Task goal: Rewrite the rows below, beginning with the row that contains "above for stack" and ending with the row that contains "[0,290,140,390]", both included. Keep each request word for word, but multiply every coordinate in the answers by 1.75 and round each result to the nearest whole number, with halves rounded up.

Data:
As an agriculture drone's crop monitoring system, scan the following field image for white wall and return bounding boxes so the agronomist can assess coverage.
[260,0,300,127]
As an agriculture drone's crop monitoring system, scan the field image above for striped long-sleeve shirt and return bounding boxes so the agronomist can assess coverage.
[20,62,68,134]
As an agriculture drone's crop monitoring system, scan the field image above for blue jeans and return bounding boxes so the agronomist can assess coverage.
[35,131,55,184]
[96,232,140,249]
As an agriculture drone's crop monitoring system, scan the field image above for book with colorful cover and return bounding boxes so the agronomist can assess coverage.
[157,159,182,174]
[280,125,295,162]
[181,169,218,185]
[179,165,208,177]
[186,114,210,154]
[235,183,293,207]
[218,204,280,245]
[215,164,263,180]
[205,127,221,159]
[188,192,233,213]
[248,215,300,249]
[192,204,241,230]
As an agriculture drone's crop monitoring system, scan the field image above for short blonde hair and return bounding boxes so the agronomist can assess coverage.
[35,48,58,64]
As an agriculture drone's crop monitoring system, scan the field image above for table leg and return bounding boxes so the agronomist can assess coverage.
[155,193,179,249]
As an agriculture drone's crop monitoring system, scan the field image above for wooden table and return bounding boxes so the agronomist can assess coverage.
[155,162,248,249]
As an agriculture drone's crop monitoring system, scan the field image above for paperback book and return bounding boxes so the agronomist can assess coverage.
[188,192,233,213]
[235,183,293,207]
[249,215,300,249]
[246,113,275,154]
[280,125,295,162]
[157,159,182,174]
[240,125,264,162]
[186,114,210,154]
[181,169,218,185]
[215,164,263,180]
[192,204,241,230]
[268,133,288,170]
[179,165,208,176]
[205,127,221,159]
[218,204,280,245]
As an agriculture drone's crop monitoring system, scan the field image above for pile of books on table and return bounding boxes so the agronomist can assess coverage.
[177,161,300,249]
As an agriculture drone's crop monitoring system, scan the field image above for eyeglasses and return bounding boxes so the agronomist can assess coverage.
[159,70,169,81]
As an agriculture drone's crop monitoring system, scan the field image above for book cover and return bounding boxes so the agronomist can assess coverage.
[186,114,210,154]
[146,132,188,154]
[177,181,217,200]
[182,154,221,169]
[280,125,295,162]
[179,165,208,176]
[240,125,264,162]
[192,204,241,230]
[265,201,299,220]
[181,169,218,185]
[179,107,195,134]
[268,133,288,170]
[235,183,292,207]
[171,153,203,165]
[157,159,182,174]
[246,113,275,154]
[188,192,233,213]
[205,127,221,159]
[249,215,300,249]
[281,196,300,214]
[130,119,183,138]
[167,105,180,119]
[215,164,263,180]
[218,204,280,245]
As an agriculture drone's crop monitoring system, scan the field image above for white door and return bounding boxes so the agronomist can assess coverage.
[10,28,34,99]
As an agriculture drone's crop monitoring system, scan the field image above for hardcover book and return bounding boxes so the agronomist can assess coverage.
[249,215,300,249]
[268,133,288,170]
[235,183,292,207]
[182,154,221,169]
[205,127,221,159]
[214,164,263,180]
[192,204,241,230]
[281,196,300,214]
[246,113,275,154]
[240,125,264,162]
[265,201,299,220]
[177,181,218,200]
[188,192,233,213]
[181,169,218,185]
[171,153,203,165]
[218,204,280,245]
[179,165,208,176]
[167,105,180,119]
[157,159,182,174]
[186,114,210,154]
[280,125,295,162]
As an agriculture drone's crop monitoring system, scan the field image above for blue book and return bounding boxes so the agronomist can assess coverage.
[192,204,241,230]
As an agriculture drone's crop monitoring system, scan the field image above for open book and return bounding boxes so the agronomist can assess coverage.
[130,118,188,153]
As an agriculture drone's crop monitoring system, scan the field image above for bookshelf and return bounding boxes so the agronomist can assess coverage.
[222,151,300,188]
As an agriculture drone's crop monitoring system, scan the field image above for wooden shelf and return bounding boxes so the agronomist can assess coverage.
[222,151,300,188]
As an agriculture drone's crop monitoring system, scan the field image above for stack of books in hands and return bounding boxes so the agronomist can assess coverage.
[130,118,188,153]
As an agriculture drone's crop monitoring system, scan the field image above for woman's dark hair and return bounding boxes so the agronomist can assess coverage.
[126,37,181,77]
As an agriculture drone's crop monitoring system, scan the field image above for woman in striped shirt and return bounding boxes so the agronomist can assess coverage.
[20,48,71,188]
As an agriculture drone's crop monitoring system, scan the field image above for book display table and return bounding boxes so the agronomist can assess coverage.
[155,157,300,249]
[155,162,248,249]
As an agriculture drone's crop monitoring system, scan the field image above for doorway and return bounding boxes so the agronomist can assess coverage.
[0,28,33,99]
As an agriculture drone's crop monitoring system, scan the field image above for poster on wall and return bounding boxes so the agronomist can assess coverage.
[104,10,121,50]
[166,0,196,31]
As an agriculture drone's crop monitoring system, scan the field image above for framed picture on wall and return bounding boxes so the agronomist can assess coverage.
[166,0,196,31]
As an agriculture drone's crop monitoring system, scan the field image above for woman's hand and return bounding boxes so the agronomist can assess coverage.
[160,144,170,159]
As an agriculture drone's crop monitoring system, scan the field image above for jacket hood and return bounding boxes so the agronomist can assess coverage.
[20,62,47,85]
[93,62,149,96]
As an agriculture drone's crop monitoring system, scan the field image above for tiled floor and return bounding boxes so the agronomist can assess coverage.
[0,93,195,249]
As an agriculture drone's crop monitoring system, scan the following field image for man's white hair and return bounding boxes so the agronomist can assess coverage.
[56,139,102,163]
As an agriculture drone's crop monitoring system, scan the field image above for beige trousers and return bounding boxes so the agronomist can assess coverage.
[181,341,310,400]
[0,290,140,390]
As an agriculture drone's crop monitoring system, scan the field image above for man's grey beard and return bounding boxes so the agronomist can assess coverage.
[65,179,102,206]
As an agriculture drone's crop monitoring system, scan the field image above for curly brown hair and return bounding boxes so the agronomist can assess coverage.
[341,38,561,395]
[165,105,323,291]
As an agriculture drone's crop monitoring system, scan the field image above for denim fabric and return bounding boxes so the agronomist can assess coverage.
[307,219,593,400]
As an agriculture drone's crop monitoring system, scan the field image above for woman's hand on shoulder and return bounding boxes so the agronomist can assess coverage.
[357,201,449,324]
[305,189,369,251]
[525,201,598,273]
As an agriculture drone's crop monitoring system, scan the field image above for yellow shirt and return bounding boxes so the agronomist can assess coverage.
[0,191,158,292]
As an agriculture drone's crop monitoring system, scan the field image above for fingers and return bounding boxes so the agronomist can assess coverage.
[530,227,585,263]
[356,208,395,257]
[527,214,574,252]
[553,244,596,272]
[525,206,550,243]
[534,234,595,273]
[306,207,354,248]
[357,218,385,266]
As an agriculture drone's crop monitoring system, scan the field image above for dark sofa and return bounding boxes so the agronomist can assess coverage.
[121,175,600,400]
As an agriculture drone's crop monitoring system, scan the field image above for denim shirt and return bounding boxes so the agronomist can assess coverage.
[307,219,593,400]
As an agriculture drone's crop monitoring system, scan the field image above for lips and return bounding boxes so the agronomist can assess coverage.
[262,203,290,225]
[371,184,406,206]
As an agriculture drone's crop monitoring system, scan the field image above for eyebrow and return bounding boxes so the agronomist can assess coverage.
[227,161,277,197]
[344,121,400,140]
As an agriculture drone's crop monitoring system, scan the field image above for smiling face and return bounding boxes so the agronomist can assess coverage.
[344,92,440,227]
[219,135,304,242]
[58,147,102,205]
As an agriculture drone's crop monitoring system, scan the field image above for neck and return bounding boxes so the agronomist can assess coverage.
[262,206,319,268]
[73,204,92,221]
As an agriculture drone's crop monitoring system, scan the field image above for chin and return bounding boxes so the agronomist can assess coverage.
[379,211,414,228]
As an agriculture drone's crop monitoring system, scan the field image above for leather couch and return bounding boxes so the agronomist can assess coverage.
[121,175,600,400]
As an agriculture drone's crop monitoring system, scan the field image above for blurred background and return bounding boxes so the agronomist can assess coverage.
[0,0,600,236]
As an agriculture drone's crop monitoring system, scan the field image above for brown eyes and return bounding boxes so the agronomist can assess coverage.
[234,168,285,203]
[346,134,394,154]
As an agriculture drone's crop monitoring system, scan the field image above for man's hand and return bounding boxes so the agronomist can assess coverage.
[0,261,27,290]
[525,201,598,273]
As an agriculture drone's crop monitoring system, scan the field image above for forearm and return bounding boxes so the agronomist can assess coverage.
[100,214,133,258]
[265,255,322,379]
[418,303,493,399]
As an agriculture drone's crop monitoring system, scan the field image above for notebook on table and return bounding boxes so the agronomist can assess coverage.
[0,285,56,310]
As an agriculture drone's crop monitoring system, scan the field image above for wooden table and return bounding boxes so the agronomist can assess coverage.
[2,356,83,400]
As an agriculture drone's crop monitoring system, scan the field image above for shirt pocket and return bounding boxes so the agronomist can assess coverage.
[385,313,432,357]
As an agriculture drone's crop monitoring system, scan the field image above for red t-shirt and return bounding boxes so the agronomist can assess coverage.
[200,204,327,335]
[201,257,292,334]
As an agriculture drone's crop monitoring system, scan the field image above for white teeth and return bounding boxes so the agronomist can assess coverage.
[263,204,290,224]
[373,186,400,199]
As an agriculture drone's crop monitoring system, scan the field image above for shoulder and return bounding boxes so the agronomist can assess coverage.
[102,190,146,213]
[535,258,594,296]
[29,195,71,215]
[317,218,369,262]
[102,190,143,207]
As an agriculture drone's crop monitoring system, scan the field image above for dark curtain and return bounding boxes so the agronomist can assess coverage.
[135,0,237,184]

Response for this exercise:
As an agriculture drone's crop monitoring system, scan the field image above for stack of books in hands and return bounding boxes so the agronomist can assess coverage.
[228,207,329,268]
As an agriculture drone's crop monitoring system, scan the field image above for woman's dark hair and return bounding boxes so the agronomist can assess coverage.
[221,65,317,135]
As an agriculture drone's crop monitoring system, scan the field image above for woman in striped shirt and return bounding boxes so the agronomist can assess coverage.
[35,84,124,329]
As an agriculture drone's crop monitoring system, scan the field image above for book display table and return bounding boxes so the agronomist can assess coverage.
[271,275,525,436]
[271,284,434,436]
As an agriculture drone's crop monitoring system, scan the field image above for doorway and return bounding boxes so the agronomist can assess coverage.
[0,49,58,173]
As an agriculture drone's crop monitoring system, scan the field image above for poster on wall and return bounding boxes so the agronomist can assess coverage.
[182,18,212,88]
[291,0,343,54]
As an agriculture drone's crop monitoring system, scan the field image above for framed picture on wall and return bounding boxes so the agronomist can assess coverage.
[291,0,343,54]
As an agriculture drone's crop monitoring system, scan the field image above for woman's hand and return bounding boxes so the agronomist can assess coverage.
[280,252,298,278]
As an agriculture drone's crop monitoring system, scan the field image above for jacket hood and return bounding boxes so the agronomist can assess coverage.
[35,109,82,149]
[163,109,261,168]
As an agriculture drone's crop monitoring system, scan the field image above for tiled floor and return bounding boxes so the agronomist can assess coverage.
[0,163,341,436]
As an agriculture drone's crop monitoring system, scan the following field image for man's white hair and return bounding boxes so the agronomist can assess coverage.
[98,243,179,285]
As an agriculture drone's crop monitoring system, scan the field image above for beige trousers and return bounding boxes so the agronomist can assess coverage.
[317,597,543,700]
[0,508,245,683]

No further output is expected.